----- Document section -----

I intertwined samples of five of the intonarumori from that concert: the arco enarmonico, crepitatore, gracidatore, ronzatore, and ululatore.

All the samples were processed, with effects added, and played on MIDI bass guitar and synthesizer - the latter triggered via MIDI bass pedals - performed in real-time, with parts of it sounding like an automobile morphing into an airplane.


Corridors Of Corpses (Return To The Catacombs Of Palermo)

The bulk of this composition began as my first idea for Tra Le Catacombe Di Palermo, from the Obumbratio - Volume 1 album.

The Catacombe dei Cappuccini in Palermo, Sicily began in the late 1500s as a fossa comune, a mass graveyard for the Order of Friars Minor Capuchins, on the grounds of the church of Santa Maria della Pace. When it became necessary to expand, the existing cave structure behind the main altar was used to eventually build a series of corridors where the corpses were arranged by families, gender, profession, and social status.

Like its companion piece, effected human voices - one for each corridor - influenced by the sixth chapter of Russolo's The Art of Noises manifesto, dealing with the noises of language, are featured over a complex bed of keyboards and synthesizers, trying to capture this unique, macabre collection of mummified people that seem to be suspended between life and death.

(Actually, according to my notebook, what sounds like babies crying is actually an effected, elongated, pitch-shifted fragment of Russolo's ululatore.)


Quod Me Nutrit Me Destruit

The title translates to "that which nourishes me destroys me", a statement open to different meanings depending on the individual, which is thought to be a variant of quod me alit me extinguit, or "that which feeds me extinguishes me", which appears in a 1585 text of Elizabethan poet Samuel Daniel, and later, in two of William Shakespeare's works.

My musical representation is of a noise solo on bass guitar, employing a split signal similar to the sounds, effects, and intonarumori used on Consumed From Within from Volume 2, over a bed of hackneyed hard rock/heavy metal rhythms, inspired by Francesco Balilla Pratella's example of: "one or more bars of uneven tempo placed in the middle or at the end of a musical phrase, which is either in even or mixed tempo or vice versa, cannot be considered wrong by using the ridiculous rules and fallacies of the so-called quadratura (a continuous steady rhythm), the disgraceful umbrella of all the impotent who teach in the conservatories.", from his Technical Manifesto of Futurist Music.

----- Data records -----

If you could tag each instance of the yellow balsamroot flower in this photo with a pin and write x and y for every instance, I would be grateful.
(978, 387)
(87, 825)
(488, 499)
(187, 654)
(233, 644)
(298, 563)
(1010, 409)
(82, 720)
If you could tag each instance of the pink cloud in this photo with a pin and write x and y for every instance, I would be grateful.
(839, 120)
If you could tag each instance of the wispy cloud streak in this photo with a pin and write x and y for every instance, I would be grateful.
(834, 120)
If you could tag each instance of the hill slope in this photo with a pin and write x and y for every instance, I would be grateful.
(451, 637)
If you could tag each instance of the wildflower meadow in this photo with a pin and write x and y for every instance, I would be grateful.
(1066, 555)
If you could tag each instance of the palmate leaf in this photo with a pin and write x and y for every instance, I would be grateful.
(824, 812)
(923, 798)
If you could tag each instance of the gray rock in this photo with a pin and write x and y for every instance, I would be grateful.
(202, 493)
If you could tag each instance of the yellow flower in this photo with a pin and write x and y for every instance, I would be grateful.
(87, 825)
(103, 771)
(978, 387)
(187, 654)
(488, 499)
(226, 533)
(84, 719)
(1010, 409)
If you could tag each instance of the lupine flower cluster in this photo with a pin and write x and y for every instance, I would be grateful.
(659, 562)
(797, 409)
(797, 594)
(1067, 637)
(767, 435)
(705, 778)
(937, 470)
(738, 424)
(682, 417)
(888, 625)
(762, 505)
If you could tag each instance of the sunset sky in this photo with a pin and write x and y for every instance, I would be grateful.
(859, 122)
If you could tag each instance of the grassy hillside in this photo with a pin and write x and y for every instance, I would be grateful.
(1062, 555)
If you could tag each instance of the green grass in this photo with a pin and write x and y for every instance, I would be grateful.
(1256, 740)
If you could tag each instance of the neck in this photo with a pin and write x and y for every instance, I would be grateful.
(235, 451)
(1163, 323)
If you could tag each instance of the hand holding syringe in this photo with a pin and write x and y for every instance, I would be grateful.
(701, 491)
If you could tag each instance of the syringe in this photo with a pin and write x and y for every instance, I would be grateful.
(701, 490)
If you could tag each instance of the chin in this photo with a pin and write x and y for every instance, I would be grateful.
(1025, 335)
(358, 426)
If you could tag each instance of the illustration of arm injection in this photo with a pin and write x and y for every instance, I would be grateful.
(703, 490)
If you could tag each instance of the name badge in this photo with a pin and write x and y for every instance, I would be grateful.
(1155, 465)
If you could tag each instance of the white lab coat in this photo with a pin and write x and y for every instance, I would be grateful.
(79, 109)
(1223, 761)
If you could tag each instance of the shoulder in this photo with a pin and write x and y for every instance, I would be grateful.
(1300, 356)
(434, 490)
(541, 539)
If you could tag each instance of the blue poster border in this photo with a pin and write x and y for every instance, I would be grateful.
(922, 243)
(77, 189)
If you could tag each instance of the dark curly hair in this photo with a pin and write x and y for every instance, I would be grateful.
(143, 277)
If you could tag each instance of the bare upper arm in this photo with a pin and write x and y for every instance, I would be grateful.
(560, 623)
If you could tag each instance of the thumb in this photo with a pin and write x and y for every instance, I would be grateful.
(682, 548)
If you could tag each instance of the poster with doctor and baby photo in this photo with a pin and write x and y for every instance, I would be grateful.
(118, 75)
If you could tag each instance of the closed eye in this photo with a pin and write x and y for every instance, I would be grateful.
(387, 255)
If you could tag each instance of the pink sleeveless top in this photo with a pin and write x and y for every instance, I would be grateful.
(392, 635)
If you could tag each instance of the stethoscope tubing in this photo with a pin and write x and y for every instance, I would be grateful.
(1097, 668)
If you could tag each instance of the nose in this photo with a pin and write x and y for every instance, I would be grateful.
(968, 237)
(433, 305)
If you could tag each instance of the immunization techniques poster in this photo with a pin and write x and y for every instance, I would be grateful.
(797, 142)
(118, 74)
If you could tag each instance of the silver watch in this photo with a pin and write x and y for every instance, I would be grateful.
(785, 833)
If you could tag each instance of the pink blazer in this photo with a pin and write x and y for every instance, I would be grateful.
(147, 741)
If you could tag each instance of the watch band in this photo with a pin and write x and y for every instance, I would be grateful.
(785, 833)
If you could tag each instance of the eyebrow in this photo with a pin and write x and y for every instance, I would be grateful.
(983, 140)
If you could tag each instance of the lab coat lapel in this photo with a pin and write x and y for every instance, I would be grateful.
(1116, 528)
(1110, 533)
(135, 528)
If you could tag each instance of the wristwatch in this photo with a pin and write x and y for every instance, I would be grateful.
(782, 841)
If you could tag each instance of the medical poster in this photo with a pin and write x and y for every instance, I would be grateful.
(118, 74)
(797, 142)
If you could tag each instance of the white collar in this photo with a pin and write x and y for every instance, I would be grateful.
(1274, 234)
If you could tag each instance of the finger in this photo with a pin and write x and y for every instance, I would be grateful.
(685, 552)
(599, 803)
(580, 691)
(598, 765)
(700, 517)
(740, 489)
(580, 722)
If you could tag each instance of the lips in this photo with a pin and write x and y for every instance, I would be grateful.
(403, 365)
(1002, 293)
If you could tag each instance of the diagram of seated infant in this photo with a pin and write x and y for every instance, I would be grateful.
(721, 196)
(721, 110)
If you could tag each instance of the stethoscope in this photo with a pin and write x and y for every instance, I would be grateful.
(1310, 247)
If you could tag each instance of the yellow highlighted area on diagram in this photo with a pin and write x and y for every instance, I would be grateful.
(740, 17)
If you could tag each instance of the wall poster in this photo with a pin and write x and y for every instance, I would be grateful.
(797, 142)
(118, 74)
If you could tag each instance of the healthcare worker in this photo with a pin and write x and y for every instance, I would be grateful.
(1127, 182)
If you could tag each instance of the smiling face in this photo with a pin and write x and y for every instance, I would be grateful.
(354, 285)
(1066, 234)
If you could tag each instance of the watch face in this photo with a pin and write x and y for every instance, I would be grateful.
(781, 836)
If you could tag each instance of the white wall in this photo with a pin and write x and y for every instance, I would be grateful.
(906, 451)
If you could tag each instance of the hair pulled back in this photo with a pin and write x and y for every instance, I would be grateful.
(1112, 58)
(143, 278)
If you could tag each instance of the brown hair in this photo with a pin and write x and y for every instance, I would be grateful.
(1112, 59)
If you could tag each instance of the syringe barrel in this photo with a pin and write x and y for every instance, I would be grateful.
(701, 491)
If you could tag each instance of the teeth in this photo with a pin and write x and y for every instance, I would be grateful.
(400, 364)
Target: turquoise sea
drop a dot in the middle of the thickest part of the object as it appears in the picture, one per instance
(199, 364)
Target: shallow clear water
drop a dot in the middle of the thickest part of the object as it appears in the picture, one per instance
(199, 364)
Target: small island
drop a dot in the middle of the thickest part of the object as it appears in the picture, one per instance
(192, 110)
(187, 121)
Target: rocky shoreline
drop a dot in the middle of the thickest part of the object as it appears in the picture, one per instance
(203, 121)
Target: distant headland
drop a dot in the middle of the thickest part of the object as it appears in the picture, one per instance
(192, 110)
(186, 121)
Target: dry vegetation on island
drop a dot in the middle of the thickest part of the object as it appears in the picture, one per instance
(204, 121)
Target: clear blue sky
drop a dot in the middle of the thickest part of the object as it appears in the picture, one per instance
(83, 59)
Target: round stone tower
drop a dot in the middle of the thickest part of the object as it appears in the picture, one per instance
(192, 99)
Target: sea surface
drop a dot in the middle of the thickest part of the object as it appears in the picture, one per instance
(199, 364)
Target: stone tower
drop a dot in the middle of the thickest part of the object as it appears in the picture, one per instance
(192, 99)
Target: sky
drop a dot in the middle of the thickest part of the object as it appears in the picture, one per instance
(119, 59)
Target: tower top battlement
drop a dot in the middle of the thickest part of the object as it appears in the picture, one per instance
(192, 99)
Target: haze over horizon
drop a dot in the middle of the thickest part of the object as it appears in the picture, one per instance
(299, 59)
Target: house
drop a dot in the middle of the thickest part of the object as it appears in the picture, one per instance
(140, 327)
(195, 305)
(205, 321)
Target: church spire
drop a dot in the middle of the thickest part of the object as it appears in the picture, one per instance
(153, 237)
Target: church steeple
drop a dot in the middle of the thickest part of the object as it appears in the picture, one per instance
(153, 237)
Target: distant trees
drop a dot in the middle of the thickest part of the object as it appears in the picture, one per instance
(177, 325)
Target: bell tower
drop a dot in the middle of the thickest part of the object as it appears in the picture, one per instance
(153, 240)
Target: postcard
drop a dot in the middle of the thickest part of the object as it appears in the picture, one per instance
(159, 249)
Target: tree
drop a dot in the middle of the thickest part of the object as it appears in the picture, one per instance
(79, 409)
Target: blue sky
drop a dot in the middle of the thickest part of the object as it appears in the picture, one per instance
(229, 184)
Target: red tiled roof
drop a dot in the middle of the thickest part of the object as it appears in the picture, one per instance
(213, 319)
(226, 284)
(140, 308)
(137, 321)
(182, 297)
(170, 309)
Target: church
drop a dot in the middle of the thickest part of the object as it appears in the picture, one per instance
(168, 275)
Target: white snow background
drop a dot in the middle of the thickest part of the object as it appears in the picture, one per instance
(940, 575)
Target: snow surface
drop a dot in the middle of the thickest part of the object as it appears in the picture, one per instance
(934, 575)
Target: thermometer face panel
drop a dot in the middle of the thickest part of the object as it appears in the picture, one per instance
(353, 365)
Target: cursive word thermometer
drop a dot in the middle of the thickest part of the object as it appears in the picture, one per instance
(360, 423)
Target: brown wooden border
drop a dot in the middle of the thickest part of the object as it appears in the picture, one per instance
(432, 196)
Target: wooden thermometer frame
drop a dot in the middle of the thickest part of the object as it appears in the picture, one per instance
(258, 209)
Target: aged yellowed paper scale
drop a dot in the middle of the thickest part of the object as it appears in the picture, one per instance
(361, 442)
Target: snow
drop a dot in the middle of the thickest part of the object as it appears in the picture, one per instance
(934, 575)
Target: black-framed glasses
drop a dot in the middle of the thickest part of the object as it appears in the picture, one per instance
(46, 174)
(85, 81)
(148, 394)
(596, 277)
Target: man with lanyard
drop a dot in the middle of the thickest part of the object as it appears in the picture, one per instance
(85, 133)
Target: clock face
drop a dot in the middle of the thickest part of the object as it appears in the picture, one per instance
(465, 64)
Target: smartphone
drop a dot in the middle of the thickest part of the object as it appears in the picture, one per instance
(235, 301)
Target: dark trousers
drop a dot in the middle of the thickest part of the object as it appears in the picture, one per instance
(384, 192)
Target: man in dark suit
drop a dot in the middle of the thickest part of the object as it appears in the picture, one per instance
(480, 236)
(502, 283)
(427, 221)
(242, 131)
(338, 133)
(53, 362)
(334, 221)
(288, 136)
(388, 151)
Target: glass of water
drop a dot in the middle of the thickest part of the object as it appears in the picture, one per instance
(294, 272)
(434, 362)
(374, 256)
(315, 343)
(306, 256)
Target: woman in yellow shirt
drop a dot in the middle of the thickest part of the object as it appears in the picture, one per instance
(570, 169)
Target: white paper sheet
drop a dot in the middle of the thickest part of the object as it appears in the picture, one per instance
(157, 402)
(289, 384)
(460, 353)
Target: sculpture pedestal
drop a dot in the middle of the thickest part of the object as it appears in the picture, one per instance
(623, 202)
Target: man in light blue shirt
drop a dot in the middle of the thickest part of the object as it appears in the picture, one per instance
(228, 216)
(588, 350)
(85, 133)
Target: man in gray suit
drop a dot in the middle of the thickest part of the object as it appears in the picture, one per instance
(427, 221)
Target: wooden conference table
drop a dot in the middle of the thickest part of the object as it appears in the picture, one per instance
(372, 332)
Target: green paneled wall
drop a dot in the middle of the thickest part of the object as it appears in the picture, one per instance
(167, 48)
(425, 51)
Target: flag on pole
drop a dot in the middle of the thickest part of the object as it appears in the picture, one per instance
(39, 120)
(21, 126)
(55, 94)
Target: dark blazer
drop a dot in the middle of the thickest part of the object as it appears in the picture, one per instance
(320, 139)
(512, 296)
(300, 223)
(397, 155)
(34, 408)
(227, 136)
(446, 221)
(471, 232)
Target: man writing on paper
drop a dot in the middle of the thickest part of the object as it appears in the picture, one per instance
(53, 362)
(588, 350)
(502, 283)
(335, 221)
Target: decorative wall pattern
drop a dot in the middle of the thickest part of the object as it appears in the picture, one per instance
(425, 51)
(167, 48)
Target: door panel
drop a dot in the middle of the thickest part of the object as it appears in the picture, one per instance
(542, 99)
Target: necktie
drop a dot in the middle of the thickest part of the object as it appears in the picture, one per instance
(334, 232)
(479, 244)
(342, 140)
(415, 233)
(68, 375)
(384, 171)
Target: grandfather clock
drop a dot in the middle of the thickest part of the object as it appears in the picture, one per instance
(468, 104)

-----

Exercise instructions —
• A. According to the notes on the compositions, what does the title Quod Me Nutrit Me Destruit translate to?
• B. Go on with the notes on the compositions, picking up after their final sentence.
The material stands apart from the notes on the compositions.

Task responses —
• A. It translates to "that which nourishes me destroys me."

• B.
Pixelated Particles

This track began as a sister piece to Erethism, where the fundamental idea was to play the intonarumori as chromatic instruments, and once again, I used sound banks made up from crepitatore and ronzatore fragments on MIDI bass guitar.

While fleshing out the arrangement, I began to integrate atmospheric percussion and more ambient elements, eventually turning this more into Erethism's textural cousin.


Beast Of Waste And Desolation

"The wolf is the arch type of ravin, the beast of waste and desolation." ~ Theodore Roosevelt

Another solo piece using a split signal between a bass guitar with overdrive and distortion, recorded DI; and a MIDI input triggering cello samples and fragments of Russolo's arco enarmonico and gorgogliatore, resulting in a range of lupine-type sounds, from a lone wolf to a hungry pack.


Incommunicado

"The instrumental composition may be conceived by imagining and hearing a particular orchestra for every particular and diverse musical condition of inspiration." ~ Francesco Balilla Pratella, Technical Manifesto of Futurist Music

This composition features a "particular orchestra" of various telecommunications equipment, highlighting switches, including: radio, telegraph, television, telephones, and other analog/digital transmission systems, fused with fragments of several of Luigi Russolo's intonarumori.

The Morse Code "solo" throughout the track spells out: "Luigi Russolo wrote in his Futurist manifesto, L'Arte Dei Rumori: Ancient life was all silence. In the nineteenth century, with the invention of the machine, Noise was born. Today, Noise triumphs and reigns supreme over the sensibility of men."

The phone number outlined in the "melody", via keypad tones, should be familiar to everybody who listened to Top 40 radio in the early 1980s.